### Text
# # # # #
Our fifth family holiday from Ireland to Malta is drawing to a close. Here is some advice I'd like to give to the Maltese people with regard to Malta the way we like it, that is the inspiration it is for traditional family values.

People who are in favour of limited or unfettered abortion facilities are often referred to as secularists. They see nothing particularly transcendent in human beings. What you see in life is what you get. They are not against religious values but just insist that they be kept out of civic life. People should keep their religion to themselves. Typically secularists believe that traditional values are just finally on the way out. They always believe that they are going to win... until they lose. They believe they are the cutting edge of modernity. They think, God love them, that the Roman Empire times were the best, when parents had the right of life and death over both their slaves and their children!

Secularists typically believe that traditional values are finally on the way out. And often they could be forgiven for thinking so - the electorate is often so sleepy. But the abortion issue, in your country as in ours, is probably a sleeping giant, speaking from an electoral viewpoint.
# # # # #
### Dataset content
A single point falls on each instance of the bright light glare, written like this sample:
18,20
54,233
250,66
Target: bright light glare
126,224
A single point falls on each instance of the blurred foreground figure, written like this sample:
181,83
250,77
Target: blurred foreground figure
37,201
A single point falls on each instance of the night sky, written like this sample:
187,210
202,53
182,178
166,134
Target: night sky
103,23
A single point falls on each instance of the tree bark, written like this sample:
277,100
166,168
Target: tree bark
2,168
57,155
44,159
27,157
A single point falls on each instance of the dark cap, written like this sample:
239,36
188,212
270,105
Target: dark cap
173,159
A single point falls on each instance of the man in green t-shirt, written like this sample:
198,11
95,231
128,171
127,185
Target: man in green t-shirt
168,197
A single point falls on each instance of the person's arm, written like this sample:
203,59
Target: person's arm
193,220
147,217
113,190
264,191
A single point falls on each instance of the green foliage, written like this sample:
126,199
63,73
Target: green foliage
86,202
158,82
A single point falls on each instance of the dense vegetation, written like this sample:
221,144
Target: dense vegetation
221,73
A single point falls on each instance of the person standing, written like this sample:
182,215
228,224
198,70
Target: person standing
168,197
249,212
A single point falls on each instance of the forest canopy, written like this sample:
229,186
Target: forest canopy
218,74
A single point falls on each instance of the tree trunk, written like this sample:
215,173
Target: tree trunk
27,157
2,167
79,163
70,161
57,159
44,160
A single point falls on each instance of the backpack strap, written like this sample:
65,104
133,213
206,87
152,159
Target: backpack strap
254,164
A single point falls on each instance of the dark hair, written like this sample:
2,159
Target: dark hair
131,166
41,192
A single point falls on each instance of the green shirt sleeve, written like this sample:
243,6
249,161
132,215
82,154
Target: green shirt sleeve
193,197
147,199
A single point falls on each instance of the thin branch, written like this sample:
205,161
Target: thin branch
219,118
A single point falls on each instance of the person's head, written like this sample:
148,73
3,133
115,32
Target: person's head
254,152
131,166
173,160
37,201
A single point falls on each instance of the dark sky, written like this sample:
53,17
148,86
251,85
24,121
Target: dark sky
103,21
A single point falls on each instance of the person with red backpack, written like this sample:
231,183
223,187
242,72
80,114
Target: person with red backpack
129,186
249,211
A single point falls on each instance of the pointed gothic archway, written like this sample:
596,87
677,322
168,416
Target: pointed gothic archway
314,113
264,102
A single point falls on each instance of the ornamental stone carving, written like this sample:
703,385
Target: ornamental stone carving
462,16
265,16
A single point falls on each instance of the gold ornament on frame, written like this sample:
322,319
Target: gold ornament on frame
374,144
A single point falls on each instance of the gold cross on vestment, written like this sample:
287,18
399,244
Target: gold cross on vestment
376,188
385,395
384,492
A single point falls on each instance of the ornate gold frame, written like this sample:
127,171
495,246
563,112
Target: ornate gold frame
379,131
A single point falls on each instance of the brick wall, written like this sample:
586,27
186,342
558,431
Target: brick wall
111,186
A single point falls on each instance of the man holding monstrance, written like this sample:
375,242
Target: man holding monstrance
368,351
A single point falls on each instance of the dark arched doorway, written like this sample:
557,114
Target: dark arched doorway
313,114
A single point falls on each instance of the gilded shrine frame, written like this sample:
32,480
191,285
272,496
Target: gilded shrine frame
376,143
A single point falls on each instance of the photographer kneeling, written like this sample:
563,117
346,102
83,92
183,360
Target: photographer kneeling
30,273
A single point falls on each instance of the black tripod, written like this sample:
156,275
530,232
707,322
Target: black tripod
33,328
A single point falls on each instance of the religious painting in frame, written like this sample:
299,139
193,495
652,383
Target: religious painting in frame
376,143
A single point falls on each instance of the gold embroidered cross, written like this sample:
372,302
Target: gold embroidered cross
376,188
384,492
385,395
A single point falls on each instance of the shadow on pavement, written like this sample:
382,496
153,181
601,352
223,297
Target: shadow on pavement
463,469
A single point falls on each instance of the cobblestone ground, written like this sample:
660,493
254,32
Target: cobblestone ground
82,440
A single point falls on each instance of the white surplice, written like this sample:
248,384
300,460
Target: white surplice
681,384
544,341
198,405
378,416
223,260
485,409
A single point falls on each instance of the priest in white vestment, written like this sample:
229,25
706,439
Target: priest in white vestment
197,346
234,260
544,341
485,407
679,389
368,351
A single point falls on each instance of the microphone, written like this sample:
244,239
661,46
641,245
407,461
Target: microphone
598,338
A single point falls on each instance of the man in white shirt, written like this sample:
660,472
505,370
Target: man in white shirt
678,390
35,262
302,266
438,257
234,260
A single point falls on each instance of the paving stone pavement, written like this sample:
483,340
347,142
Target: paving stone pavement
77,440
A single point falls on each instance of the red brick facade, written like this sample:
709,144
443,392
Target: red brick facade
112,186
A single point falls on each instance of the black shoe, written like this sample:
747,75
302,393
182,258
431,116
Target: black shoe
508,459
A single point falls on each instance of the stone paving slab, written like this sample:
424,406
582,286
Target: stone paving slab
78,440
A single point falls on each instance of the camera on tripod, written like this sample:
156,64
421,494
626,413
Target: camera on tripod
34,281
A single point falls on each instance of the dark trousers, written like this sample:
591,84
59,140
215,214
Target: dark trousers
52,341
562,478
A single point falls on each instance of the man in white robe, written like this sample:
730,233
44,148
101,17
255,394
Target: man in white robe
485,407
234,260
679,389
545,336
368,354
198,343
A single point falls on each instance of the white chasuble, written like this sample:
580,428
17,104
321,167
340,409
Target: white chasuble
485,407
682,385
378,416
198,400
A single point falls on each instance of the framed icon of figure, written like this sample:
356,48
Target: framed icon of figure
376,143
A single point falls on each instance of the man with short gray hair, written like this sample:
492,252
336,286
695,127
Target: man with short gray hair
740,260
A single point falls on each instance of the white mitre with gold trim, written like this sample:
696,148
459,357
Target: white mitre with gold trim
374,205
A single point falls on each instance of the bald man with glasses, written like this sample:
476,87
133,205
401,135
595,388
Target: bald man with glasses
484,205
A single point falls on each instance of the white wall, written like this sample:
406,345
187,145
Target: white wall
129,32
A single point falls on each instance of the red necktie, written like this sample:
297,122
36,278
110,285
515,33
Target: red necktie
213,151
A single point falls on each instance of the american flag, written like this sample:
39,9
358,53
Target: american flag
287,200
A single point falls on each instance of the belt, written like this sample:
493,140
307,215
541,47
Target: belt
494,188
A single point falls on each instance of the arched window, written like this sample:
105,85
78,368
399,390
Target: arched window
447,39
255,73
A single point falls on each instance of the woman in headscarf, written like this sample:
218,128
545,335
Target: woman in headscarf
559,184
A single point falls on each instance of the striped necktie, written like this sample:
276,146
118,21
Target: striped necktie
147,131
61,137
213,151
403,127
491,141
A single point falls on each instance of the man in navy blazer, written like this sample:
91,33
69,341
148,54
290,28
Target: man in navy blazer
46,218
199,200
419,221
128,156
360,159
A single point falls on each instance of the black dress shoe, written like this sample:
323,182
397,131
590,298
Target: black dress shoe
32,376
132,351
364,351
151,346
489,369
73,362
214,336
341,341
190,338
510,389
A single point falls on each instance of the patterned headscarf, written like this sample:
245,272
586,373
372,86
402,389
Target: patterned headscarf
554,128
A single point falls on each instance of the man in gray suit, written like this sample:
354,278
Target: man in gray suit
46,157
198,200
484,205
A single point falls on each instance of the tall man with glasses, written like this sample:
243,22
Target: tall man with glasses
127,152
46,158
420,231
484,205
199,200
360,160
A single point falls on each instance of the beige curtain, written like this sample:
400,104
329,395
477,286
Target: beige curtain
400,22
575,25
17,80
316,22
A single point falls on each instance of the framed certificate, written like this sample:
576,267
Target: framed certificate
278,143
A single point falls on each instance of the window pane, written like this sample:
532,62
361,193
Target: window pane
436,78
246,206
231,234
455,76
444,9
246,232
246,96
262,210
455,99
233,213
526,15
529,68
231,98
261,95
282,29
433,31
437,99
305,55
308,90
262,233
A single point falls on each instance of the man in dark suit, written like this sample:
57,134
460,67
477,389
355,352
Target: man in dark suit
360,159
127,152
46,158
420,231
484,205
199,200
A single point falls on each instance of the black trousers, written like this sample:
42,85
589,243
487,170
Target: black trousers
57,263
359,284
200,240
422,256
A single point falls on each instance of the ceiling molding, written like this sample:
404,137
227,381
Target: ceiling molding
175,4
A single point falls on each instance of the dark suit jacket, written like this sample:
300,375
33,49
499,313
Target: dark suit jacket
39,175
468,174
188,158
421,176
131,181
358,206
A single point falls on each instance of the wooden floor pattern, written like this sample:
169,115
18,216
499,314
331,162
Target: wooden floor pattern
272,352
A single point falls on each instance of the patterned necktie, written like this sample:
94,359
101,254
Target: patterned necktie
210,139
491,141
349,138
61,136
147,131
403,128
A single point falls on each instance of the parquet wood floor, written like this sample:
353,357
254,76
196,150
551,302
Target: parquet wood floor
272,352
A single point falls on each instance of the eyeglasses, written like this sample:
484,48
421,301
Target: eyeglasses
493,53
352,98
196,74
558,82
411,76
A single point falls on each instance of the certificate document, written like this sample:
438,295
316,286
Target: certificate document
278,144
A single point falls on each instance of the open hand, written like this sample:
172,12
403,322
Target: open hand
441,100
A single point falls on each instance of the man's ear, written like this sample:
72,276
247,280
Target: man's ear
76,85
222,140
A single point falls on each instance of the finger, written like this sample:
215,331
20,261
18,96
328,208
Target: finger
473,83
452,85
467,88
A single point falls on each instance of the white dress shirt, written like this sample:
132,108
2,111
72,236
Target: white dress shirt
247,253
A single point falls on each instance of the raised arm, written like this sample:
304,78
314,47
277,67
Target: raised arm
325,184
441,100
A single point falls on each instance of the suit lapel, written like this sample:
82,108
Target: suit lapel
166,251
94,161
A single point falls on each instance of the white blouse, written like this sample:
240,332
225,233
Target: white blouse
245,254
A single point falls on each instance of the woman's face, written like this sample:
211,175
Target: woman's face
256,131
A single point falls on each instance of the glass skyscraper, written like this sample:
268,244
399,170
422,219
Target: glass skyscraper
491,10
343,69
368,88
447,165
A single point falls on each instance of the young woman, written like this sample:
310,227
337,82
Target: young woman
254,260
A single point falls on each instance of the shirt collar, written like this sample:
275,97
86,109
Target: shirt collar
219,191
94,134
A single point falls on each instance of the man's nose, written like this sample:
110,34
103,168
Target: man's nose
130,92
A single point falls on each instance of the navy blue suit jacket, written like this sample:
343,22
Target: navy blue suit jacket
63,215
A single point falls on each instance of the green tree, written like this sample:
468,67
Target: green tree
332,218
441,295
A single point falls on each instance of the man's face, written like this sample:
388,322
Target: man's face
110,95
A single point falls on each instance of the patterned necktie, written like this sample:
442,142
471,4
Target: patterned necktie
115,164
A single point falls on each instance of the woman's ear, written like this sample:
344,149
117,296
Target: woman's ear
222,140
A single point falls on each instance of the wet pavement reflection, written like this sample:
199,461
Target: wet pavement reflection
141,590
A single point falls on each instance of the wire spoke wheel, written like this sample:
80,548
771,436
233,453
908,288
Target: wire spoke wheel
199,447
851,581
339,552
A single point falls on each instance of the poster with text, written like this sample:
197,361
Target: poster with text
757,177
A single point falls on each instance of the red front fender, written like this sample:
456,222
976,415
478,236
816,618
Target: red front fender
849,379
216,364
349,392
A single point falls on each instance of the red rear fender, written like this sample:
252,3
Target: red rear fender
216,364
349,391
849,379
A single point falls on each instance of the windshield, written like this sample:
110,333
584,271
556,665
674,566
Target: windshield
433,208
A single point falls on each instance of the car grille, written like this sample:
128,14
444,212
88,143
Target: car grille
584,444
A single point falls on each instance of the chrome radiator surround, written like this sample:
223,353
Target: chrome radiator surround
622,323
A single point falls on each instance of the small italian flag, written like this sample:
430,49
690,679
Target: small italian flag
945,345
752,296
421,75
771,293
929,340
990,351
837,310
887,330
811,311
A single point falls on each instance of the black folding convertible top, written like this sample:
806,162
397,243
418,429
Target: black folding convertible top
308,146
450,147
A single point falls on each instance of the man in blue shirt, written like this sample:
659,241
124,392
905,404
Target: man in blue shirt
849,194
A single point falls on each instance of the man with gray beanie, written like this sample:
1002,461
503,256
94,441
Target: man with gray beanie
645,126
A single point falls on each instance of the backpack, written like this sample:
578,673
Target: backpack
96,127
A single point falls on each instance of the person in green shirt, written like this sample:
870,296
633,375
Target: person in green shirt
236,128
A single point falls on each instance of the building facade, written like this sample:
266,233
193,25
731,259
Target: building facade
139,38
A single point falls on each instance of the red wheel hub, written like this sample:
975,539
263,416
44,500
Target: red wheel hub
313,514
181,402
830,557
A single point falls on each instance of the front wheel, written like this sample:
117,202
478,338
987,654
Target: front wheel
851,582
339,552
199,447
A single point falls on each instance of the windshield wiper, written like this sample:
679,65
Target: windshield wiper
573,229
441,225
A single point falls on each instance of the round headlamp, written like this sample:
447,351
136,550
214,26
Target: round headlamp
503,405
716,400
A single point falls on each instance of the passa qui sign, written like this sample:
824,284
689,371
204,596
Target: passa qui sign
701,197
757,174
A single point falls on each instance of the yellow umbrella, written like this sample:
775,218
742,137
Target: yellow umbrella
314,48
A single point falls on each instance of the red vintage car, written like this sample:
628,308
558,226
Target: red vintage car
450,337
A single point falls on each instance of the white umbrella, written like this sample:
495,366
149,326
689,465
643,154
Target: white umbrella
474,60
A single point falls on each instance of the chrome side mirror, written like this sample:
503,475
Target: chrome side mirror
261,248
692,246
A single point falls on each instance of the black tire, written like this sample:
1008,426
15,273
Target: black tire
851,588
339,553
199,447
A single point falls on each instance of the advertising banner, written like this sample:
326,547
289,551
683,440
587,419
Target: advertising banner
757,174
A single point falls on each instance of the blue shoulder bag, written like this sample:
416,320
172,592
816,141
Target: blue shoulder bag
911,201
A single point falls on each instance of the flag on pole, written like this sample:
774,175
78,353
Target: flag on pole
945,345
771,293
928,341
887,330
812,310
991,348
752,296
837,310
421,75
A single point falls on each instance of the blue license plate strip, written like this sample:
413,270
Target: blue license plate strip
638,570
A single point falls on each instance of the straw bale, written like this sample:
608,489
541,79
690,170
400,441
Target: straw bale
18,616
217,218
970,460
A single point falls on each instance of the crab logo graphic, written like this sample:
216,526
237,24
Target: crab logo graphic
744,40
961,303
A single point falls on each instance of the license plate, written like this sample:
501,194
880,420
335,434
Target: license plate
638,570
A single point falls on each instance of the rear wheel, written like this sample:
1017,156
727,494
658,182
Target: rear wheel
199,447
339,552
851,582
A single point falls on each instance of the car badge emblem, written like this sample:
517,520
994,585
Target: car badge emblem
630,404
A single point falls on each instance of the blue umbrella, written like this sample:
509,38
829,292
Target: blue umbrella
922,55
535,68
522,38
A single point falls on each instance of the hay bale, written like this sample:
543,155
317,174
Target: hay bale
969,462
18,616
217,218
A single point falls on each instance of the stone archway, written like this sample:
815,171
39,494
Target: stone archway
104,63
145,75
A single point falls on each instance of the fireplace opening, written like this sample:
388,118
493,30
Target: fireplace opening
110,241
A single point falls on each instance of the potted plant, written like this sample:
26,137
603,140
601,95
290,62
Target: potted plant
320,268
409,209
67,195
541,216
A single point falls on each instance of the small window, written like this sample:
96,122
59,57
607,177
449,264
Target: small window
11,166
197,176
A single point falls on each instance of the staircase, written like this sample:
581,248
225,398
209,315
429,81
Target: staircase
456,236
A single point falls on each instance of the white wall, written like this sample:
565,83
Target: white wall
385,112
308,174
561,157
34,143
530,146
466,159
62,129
# # # # #
### To do
Reproduce word for word the part of the passage about secularists that opens with the words containing "People who are" and closes with "and their children!". The rows were taken from a different source.

### Answer to this exercise
People who are in favour of limited or unfettered abortion facilities are often referred to as secularists. They see nothing particularly transcendent in human beings. What you see in life is what you get. They are not against religious values but just insist that they be kept out of civic life. People should keep their religion to themselves. Typically secularists believe that traditional values are just finally on the way out. They always believe that they are going to win... until they lose. They believe they are the cutting edge of modernity. They think, God love them, that the Roman Empire times were the best, when parents had the right of life and death over both their slaves and their children!